All of the entries must be duplicated exactly.

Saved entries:
● ● ●
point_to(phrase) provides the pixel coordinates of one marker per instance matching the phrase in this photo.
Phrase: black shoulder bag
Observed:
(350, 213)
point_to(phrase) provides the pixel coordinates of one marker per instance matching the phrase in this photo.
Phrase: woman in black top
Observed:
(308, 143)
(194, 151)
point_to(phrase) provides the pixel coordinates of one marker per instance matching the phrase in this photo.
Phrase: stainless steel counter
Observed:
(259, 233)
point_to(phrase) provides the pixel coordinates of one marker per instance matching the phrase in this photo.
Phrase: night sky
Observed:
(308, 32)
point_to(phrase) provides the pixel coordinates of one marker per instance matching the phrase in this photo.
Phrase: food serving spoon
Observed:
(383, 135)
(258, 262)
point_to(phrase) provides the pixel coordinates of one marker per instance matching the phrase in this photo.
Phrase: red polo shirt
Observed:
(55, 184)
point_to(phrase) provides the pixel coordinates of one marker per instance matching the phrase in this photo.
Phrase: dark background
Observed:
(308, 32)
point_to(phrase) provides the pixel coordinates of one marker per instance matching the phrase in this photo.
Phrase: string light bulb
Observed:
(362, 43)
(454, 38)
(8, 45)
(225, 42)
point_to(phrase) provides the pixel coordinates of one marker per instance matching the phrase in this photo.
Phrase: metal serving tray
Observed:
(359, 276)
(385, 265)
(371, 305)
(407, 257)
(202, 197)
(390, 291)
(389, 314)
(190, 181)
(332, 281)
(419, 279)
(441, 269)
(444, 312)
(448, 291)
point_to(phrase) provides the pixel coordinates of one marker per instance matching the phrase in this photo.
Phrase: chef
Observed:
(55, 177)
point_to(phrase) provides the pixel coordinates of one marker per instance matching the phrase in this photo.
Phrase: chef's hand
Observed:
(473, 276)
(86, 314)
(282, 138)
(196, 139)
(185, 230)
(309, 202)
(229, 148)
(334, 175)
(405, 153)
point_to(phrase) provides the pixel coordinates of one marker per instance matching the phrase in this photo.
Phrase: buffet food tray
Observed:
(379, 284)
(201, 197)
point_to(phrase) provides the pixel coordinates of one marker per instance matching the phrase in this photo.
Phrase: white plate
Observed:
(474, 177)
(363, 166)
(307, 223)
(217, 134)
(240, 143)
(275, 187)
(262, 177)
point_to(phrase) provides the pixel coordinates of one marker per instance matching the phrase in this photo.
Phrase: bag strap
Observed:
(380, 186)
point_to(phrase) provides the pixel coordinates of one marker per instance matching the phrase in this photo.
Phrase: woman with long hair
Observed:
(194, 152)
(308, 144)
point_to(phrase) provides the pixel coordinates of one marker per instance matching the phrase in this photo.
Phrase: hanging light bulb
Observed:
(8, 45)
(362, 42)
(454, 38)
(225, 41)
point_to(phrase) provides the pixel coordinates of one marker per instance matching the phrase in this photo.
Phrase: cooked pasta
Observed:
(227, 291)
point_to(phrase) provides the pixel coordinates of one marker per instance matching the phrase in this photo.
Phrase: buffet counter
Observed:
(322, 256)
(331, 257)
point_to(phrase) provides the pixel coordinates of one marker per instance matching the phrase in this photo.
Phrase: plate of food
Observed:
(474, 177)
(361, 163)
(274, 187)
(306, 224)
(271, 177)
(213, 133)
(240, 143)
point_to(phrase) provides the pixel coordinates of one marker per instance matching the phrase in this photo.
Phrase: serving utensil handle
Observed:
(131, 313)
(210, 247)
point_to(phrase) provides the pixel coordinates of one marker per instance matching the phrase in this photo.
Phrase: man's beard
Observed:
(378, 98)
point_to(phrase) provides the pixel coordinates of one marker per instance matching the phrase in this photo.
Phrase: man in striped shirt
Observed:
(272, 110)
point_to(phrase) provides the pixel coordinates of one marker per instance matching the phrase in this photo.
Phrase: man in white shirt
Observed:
● ● ●
**Result**
point_to(phrase) provides the pixel coordinates of one marker per instance matching the phrase in this photo.
Phrase: black shoulder bag
Observed:
(350, 213)
point_to(phrase) provides the pixel coordinates of one marker per instance matching the phrase in this photo.
Phrase: woman in black top
Observed:
(308, 143)
(194, 151)
point_to(phrase) provides the pixel coordinates of one marker per instance matching the phrase in this photo.
Phrase: stainless steel counter
Observed:
(259, 233)
point_to(phrase) provides the pixel coordinates of one marker per instance matching the phrase in this photo.
Phrase: night sky
Observed:
(308, 32)
point_to(phrase) provides the pixel coordinates of one marker per instance matching the phrase in this photo.
Phrase: food serving spoon
Observed:
(383, 135)
(258, 262)
point_to(phrase) provides the pixel coordinates of one marker per instance matching the phrase in this photo.
Phrase: red polo shirt
Observed:
(55, 184)
point_to(phrase) provides the pixel coordinates of one marker per instance matching the phrase in this photo.
Phrase: dark background
Observed:
(308, 32)
point_to(phrase) provides the pixel coordinates of one marker per instance matching the phrase in this photo.
Phrase: string light bulb
Observed:
(362, 43)
(454, 38)
(8, 45)
(225, 42)
point_to(phrase) provides the pixel coordinates of one marker per instance matching the phrase in this photo.
Phrase: metal serving tray
Observed:
(359, 276)
(385, 265)
(371, 305)
(407, 257)
(202, 197)
(390, 291)
(389, 314)
(190, 181)
(332, 281)
(419, 279)
(441, 269)
(444, 312)
(448, 291)
point_to(phrase) provides the pixel coordinates of one marker per instance matching the phrase in this photo.
Phrase: chef
Observed:
(55, 177)
point_to(phrase) provides the pixel coordinates of one marker per instance matching the phrase in this photo.
Phrase: chef's hand
Observed:
(473, 276)
(86, 314)
(282, 138)
(196, 139)
(185, 230)
(309, 202)
(229, 148)
(334, 175)
(405, 153)
point_to(phrase) provides the pixel coordinates of one marker per instance matching the phrase in this photo.
Phrase: buffet food tray
Observed:
(379, 284)
(201, 197)
point_to(phrase) provides the pixel coordinates of one marker per instance matching the phrase in this photo.
Phrase: white plate
Observed:
(474, 177)
(363, 166)
(307, 223)
(217, 134)
(240, 143)
(275, 187)
(262, 177)
point_to(phrase) provides the pixel coordinates of one marker per instance matching the phrase in this photo.
Phrase: bag strap
Observed:
(380, 186)
point_to(phrase) provides the pixel coordinates of one marker per instance matching the phrase in this photo.
Phrase: woman with long hair
Observed:
(194, 152)
(308, 144)
point_to(phrase) provides the pixel coordinates of one marker per instance matching the phrase in this photo.
Phrase: hanging light bulb
Observed:
(8, 45)
(362, 42)
(454, 38)
(225, 41)
point_to(phrase) provides the pixel coordinates of one marker per instance matching the phrase in this photo.
Phrase: cooked pasta
Observed:
(227, 291)
point_to(phrase) provides the pixel coordinates of one marker per instance matching the phrase in this photo.
Phrase: buffet counter
Observed:
(322, 256)
(331, 257)
point_to(phrase) provides the pixel coordinates of one marker per instance matching the phrase in this photo.
Phrase: plate of food
Observed:
(474, 177)
(361, 163)
(274, 187)
(306, 224)
(271, 177)
(213, 133)
(240, 143)
point_to(phrase) provides the pixel coordinates of one marker per instance matching the phrase in this photo.
Phrase: serving utensil handle
Observed:
(131, 313)
(210, 247)
point_to(phrase) provides the pixel coordinates of one marker per instance matching the phrase in this photo.
Phrase: man's beard
Observed:
(378, 98)
point_to(phrase) provides the pixel coordinates of one marker per instance matching the phrase in this photo.
Phrase: man in striped shirt
Observed:
(272, 110)
point_to(phrase) provides the pixel coordinates of one marker per instance matching the phrase in this photo.
Phrase: man in white shirt
Observed:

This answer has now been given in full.